Exercise description: Although the data below contains pictures, please reproduce only its words, exactly.

Provided data:
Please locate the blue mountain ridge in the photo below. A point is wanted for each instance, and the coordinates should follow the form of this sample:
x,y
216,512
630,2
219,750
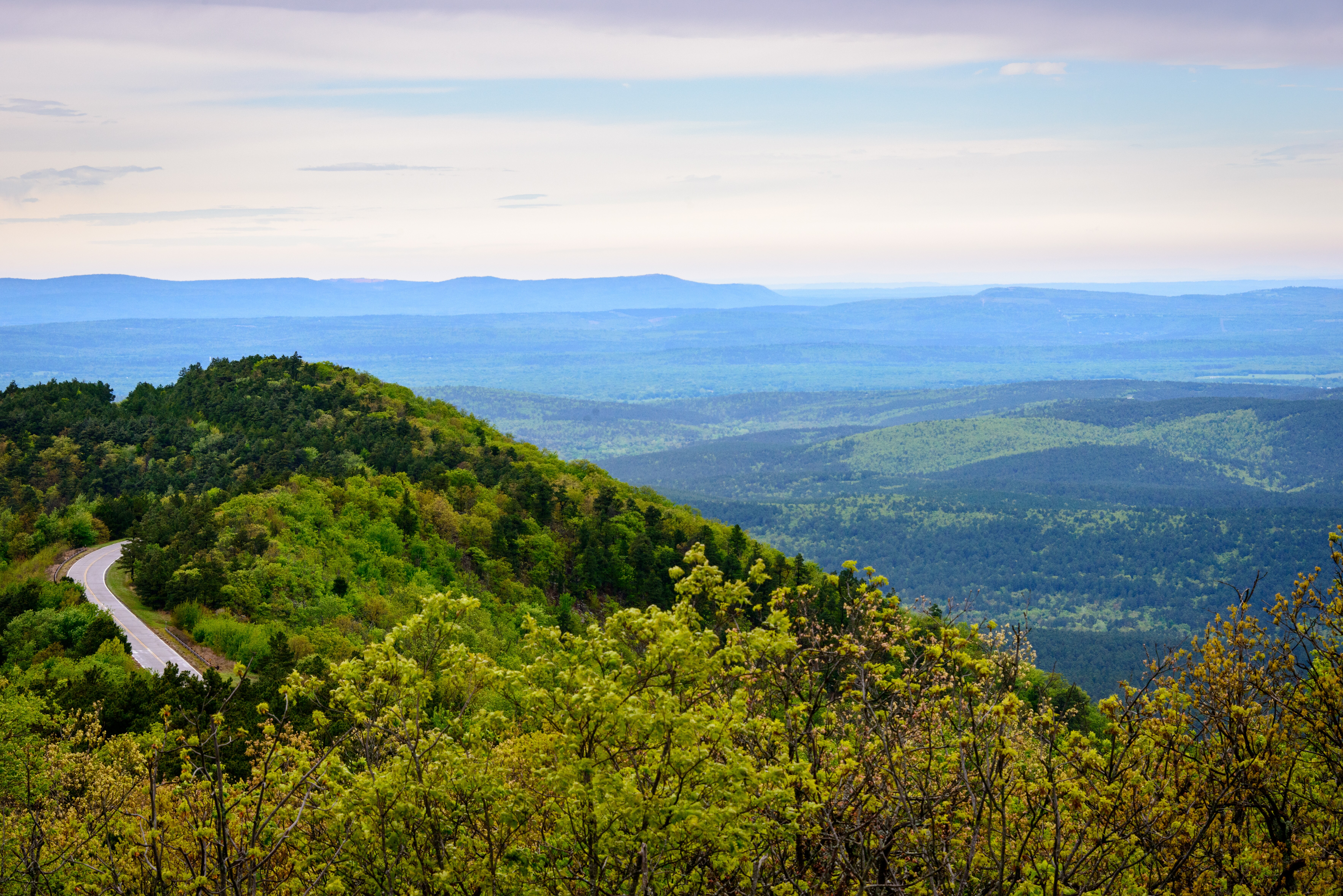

Reply:
Please locate the blue mountain ridge in the photo below. A point is wanted for each instance, and the coordinates should follow the form of this sample:
x,y
216,512
630,2
219,750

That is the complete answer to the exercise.